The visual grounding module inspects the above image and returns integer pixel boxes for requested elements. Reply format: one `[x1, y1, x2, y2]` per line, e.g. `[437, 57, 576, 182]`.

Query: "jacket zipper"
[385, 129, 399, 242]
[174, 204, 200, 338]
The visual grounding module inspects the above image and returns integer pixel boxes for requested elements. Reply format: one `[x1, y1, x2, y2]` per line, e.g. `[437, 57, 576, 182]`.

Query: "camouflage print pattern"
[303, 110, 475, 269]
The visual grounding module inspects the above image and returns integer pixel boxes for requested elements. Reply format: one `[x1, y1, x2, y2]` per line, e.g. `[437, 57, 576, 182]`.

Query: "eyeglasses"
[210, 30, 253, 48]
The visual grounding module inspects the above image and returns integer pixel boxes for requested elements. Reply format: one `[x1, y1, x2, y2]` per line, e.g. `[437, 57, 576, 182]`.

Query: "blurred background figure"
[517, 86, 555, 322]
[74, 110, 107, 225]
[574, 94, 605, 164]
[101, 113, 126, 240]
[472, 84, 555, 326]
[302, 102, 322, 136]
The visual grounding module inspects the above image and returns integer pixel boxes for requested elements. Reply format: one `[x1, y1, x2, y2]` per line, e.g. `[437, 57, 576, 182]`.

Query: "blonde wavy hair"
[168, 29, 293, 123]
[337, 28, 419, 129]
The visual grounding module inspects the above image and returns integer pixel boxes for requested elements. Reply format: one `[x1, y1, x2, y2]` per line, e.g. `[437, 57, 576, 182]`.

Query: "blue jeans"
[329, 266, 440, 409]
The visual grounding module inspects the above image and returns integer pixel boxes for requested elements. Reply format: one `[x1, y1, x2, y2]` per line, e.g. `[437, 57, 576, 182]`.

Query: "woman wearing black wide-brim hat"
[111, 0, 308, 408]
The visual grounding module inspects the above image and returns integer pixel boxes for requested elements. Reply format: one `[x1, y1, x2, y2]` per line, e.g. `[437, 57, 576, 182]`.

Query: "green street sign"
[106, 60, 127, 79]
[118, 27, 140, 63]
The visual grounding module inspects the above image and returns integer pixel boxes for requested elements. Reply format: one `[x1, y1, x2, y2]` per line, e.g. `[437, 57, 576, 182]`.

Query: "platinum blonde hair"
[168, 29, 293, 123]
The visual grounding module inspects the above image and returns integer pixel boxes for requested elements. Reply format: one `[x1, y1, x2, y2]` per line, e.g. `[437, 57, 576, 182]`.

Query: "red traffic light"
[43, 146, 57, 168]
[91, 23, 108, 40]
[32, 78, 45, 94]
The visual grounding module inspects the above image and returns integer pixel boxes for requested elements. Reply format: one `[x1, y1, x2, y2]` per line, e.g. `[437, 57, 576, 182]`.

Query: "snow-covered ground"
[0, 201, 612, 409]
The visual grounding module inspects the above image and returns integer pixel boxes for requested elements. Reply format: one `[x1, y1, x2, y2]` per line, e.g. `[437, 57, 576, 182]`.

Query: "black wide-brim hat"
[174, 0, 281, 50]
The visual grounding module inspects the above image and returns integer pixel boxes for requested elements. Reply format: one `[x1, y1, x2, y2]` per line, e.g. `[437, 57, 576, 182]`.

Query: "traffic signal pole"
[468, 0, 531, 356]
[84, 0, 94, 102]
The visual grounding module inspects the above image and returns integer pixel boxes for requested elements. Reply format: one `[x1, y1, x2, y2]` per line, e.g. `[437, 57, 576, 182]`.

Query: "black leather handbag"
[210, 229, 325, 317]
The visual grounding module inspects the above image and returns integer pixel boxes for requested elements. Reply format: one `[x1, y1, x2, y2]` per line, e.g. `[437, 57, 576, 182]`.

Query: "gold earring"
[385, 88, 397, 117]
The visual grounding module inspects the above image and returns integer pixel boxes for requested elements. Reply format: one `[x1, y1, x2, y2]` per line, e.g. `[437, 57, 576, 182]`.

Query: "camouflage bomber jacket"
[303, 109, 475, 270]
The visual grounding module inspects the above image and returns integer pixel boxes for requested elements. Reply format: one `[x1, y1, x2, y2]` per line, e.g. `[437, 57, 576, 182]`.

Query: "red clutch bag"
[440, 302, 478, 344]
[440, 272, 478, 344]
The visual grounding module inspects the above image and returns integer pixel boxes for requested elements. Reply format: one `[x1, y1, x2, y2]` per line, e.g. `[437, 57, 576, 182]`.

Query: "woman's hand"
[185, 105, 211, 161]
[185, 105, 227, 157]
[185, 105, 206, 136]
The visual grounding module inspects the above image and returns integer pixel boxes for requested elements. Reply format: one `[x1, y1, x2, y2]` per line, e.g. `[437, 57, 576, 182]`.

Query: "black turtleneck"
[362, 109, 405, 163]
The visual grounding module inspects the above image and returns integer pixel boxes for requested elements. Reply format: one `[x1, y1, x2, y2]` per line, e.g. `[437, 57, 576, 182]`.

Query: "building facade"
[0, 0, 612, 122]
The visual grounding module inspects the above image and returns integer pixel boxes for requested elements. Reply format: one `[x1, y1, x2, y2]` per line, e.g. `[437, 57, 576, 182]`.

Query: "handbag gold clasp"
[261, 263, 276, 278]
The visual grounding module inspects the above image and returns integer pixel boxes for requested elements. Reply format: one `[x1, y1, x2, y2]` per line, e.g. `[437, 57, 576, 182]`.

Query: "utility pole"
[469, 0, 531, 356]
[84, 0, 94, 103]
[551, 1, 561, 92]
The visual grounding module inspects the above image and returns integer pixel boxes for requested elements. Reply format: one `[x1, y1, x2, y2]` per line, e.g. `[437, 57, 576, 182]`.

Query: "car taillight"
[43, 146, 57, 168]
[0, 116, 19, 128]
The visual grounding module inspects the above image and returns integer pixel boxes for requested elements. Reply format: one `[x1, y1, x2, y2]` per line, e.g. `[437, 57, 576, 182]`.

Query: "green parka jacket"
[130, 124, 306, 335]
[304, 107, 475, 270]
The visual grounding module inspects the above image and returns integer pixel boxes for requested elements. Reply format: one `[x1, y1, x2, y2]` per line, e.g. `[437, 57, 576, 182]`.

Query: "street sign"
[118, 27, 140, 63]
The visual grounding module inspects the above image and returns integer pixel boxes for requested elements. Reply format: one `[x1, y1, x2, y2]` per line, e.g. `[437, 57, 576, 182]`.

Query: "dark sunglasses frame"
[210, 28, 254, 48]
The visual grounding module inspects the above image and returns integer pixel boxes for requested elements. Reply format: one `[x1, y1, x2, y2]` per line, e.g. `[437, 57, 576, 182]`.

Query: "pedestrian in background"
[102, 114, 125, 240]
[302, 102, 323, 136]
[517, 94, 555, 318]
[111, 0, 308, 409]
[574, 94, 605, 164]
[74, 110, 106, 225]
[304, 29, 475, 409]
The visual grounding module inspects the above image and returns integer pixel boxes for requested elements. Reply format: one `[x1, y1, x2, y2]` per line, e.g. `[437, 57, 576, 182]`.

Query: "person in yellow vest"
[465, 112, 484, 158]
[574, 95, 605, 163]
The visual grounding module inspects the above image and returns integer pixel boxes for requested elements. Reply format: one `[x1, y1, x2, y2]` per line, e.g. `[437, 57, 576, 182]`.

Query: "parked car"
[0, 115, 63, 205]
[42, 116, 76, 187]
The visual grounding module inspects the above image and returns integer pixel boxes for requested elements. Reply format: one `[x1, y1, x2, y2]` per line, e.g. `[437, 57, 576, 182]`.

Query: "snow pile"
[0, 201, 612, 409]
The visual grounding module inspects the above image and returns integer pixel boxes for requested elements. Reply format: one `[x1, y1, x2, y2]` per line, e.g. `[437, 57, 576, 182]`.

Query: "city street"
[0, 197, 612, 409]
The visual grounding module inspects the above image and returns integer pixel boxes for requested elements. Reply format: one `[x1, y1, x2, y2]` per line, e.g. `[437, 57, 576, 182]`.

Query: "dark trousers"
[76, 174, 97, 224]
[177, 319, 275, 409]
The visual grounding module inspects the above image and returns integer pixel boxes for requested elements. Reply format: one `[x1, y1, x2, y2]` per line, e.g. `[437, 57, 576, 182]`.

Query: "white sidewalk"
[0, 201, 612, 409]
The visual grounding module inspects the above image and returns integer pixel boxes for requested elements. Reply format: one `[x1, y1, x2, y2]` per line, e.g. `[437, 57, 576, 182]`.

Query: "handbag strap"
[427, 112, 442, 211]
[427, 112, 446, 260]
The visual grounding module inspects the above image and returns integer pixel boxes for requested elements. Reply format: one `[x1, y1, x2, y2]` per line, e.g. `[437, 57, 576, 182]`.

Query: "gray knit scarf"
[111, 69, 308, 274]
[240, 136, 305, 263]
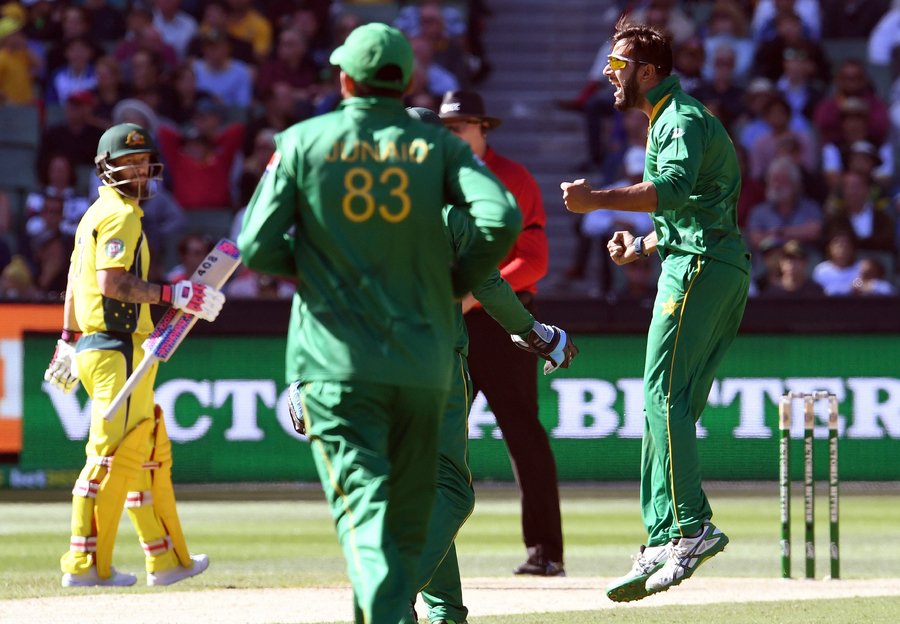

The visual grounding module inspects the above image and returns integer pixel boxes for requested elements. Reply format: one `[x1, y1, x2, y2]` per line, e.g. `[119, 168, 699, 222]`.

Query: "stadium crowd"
[0, 0, 900, 299]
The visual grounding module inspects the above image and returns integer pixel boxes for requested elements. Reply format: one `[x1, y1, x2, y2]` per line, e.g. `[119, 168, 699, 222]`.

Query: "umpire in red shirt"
[439, 91, 565, 576]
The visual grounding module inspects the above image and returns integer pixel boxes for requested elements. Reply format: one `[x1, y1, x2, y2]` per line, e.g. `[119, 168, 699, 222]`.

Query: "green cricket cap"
[330, 22, 413, 91]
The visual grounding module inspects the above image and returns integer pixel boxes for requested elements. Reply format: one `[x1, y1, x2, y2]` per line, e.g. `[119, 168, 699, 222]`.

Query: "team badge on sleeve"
[106, 238, 125, 260]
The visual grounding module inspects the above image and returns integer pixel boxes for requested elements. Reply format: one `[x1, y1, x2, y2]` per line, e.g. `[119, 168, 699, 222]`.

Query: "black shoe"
[513, 557, 566, 576]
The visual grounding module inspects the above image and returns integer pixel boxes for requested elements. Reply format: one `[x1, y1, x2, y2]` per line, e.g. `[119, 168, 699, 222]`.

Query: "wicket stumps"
[778, 391, 841, 579]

#### The exercise:
Copy every line of the records from the start through the line containing "[303, 110, 475, 269]", including both ends. In that copy, shift each answer bounding-box coordinate by adding 75, and leave all other text unchanged, including the sample box in the reply format.

#### Full output:
The visual grounding module inspects the above image and returns integer pixel boxes for requested elements. Reply format: one `[x1, y1, x2, y2]` per line, e.g. `[437, 57, 576, 182]`.

Query: "jacket zipper"
[460, 204, 474, 317]
[249, 279, 275, 413]
The visual grounding module inspects the above image and returns integer pixel boxes for requested elements. Reply format: one `[x1, y1, x2, y2]` per line, e.g. `[437, 57, 576, 182]`.

Query: "camouflage print pattern"
[378, 185, 550, 344]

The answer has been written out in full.